**EXERCISE PROMPT**
Records follow. Pull out every line that contains "haired".

Excerpts from a dataset:
•••••
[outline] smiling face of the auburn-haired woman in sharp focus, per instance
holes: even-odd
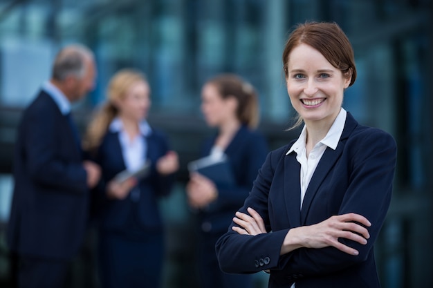
[[[350,77],[332,66],[315,48],[300,44],[288,56],[287,93],[304,122],[332,124],[340,112]]]

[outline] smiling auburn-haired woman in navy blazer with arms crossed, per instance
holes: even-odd
[[[380,287],[374,242],[391,200],[396,143],[342,108],[356,68],[336,23],[297,26],[283,64],[305,125],[266,157],[216,243],[219,264],[229,273],[268,271],[269,287]]]

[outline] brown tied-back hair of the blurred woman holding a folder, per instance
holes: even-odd
[[[259,104],[256,90],[250,83],[234,74],[221,74],[209,79],[206,84],[214,85],[223,99],[237,99],[236,115],[239,121],[250,128],[257,127]]]

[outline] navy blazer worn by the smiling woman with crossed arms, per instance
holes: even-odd
[[[260,213],[272,233],[242,236],[228,230],[216,244],[223,271],[252,273],[270,269],[269,287],[380,287],[373,244],[391,200],[396,143],[391,135],[360,126],[348,113],[335,151],[326,148],[300,210],[300,164],[291,144],[271,152],[261,167],[246,203]],[[289,229],[316,224],[331,215],[359,213],[370,222],[371,238],[351,256],[333,247],[296,249],[279,256]],[[233,225],[233,223],[232,223]]]

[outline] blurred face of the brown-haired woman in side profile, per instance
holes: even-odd
[[[220,126],[234,117],[233,99],[223,99],[214,84],[205,84],[201,90],[201,112],[211,127]]]

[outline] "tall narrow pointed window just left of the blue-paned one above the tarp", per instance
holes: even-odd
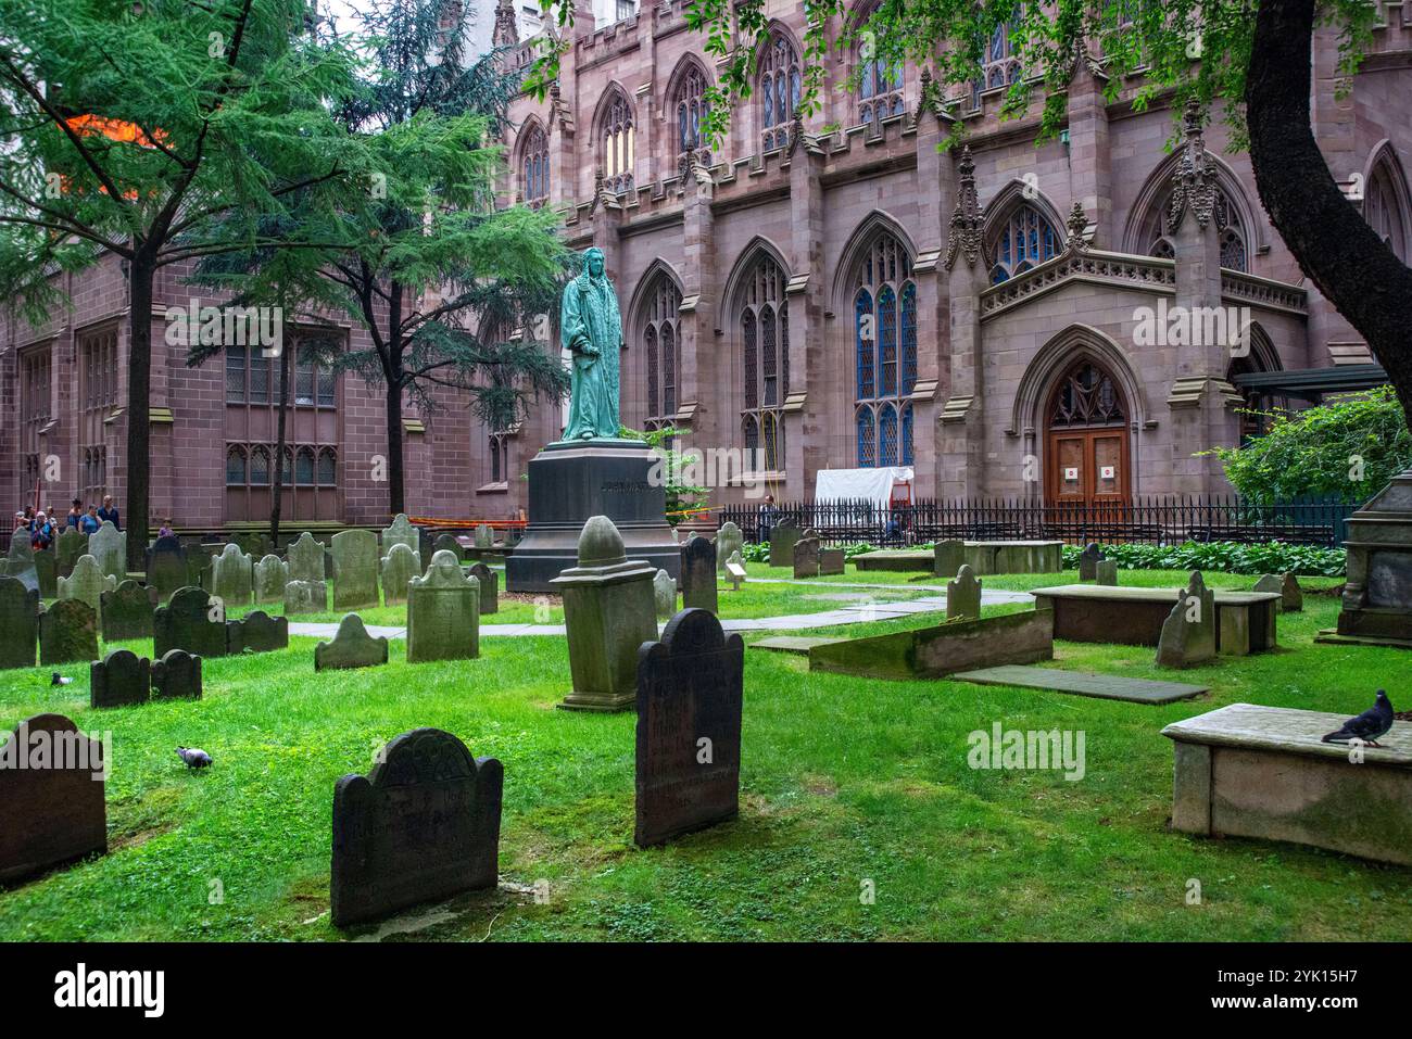
[[[747,466],[775,472],[784,466],[784,402],[789,395],[789,302],[785,274],[760,256],[737,294],[740,336],[741,438]]]

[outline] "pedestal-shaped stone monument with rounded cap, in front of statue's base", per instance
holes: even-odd
[[[657,638],[657,569],[627,558],[623,536],[606,515],[583,525],[578,551],[579,565],[549,582],[563,593],[573,675],[573,692],[559,706],[627,710],[637,702],[638,647]]]

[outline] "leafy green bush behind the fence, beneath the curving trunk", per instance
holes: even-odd
[[[1299,412],[1261,412],[1269,432],[1214,448],[1226,476],[1254,501],[1327,496],[1367,501],[1412,466],[1412,433],[1389,385]]]

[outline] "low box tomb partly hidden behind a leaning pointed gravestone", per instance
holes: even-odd
[[[1055,638],[1070,642],[1156,645],[1182,589],[1060,584],[1034,589],[1035,607],[1055,611]],[[1244,656],[1274,649],[1278,591],[1213,591],[1216,651]]]

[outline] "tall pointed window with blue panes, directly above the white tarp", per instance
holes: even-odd
[[[916,282],[912,258],[892,233],[858,260],[853,289],[854,425],[858,466],[912,457],[904,400],[916,388]]]

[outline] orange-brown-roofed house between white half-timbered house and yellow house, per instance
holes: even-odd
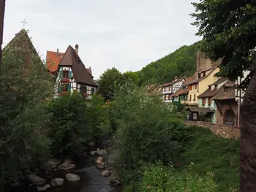
[[[187,97],[189,93],[188,84],[195,80],[195,76],[188,77],[183,83],[181,88],[178,89],[175,93],[173,93],[173,102],[180,102],[181,104],[187,104]]]

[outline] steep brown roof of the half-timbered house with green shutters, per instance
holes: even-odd
[[[88,72],[79,55],[75,52],[74,48],[69,45],[66,52],[61,59],[59,66],[70,66],[74,74],[75,80],[82,84],[92,85],[97,87],[94,82],[93,76]]]

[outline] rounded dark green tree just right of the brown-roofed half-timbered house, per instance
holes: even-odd
[[[97,82],[99,84],[97,93],[102,95],[105,101],[107,101],[108,99],[113,99],[114,91],[116,87],[124,83],[124,77],[118,69],[112,68],[103,72]]]

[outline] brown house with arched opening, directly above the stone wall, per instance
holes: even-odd
[[[235,82],[227,81],[221,91],[212,98],[217,106],[216,123],[238,126],[238,103],[236,101]]]

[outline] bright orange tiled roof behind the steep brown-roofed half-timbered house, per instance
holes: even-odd
[[[64,53],[57,53],[48,50],[46,53],[46,64],[49,72],[56,72]]]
•••••
**YOUR SOLUTION**
[outline] smiling face of the auburn-haired woman in sharp focus, per instance
[outline] smiling auburn-haired woman in navy blazer with arms crossed, per instance
[outline] blurred face of the brown-haired woman in side profile, per instance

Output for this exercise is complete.